# Project Management System



## HalfEatenPie (May 20, 2013)

So, out of curiosity what's your preferred Project Management System?  Team management, work management, etc.


----------



## sv01 (May 20, 2013)

I use spreadsheet, and custom project management that I've build myself.


----------



## NodeBytes (May 20, 2013)

I tend to use teambox a lot. It's not amazing, but it's free and gets the job done.

I will be moving to a self hosted solution soon, not sure which one yet.


----------



## jhadley (May 20, 2013)

What features are you looking for in a project management system?


----------



## wlanboy (May 20, 2013)

I do know two different options that work:

1. Simple php based: http://www.projectpier.org/about-projectpier

2. Ruby on rails based: http://wiki.clockingit.com/


----------



## Damian (May 20, 2013)

I use MS Project, which is the only MS product that I truly like. I'm big on critical path management, which MS Project does extremely well.


----------



## bizzard (May 20, 2013)

At DayScholars, we tried using Open Atrium, but it wasn't much effective. Now we use GroupOffice + git + wiki, which fulfill our present needs.


----------



## Mun (May 20, 2013)

Fengoffice.


----------



## shovenose (May 20, 2013)

WHMCS has a module of its own for this, especially if you want to integrate it with the customers billing. I've never tried it though so I do not know how good or bad it is.


----------



## concerto49 (May 20, 2013)

Damian said:


> I use MS Project, which is the only MS product that I truly like. I'm big on critical path management, which MS Project does extremely well.


Yeah it's a great tool. Most larger organizations use it. We use it sometimes too.


----------



## Eased (May 20, 2013)

JIRA, by far the best that we have used so far.


----------



## vRozenSch00n (May 20, 2013)

gemen



HalfEatenPie said:


> So, out of curiosity what's your preferred Project Management System?  Team management, work management, etc.



Do you mean the methodology/technique? Tools?


----------



## HalfEatenPie (May 21, 2013)

Well, I was more thinking of web-facing scripts to manage projects, time worked, etc.  I guess the more proper term would be a collaborative suite.


----------



## ryanarp (May 21, 2013)

I always liked using basecamp, but I haven't found anything self hosted that really meets my needs.


----------



## HalfEatenPie (May 21, 2013)

My own personal installation of Tree.io died a long time ago.  Let me just say that.  I'm looking for a new one.


----------



## vRozenSch00n (May 21, 2013)

In the past my office used customized Lotus Notes + Domino, a very expensive suite. I think for a opensource application PHProjekt is a good choice.


----------

Collection entries:
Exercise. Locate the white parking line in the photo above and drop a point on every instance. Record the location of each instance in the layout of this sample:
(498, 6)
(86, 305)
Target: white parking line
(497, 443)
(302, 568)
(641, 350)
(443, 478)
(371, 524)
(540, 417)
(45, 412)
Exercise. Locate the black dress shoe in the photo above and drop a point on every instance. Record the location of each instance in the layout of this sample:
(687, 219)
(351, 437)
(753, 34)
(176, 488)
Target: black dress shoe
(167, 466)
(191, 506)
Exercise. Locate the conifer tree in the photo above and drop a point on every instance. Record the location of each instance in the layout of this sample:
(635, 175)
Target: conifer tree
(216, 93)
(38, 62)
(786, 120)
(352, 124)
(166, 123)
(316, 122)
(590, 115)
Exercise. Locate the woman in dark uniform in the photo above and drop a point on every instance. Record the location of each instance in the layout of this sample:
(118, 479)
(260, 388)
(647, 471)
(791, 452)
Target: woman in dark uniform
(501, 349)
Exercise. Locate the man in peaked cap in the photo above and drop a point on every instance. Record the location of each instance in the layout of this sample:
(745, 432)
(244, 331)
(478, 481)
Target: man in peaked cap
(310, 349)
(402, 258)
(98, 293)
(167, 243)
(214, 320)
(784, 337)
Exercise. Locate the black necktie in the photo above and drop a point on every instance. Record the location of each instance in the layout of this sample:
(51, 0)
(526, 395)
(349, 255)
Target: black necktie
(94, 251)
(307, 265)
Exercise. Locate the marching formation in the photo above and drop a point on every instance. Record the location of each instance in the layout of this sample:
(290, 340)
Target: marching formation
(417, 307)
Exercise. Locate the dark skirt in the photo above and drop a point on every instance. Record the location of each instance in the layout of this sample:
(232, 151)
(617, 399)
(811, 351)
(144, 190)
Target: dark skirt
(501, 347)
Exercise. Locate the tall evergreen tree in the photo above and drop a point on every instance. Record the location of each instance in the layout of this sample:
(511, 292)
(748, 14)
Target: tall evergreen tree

TASKS AND EXERCISES
1 – In the project management thread, which tool does Eased call by far the best they have used?
2 – Write out again everything in the rows from the one containing "Exercise. Locate the black necktie" down to the last row, with each request and its sample points unchanged. Multiply every answer coordinate by 0.55 and round it to a whole number, rounding halves up.
The project management thread and the rows are separate material.

SOLVED PROBLEMS
1 – JIRA

2 –
Exercise. Locate the black necktie in the photo above and drop a point on every instance. Record the location of each instance in the layout of this sample:
(51, 0)
(526, 395)
(349, 255)
Target: black necktie
(52, 138)
(169, 146)
Exercise. Locate the marching formation in the photo above and drop a point on every instance. Record the location of each instance in the layout of this sample:
(290, 340)
Target: marching formation
(229, 169)
Exercise. Locate the dark skirt in the photo above and drop a point on every instance. Record the location of each instance in the layout of this sample:
(232, 151)
(617, 399)
(811, 351)
(144, 190)
Target: dark skirt
(276, 191)
Exercise. Locate the tall evergreen tree in the photo above and drop a point on every instance. Record the location of each instance in the layout of this sample:
(511, 292)
(748, 14)
Target: tall evergreen tree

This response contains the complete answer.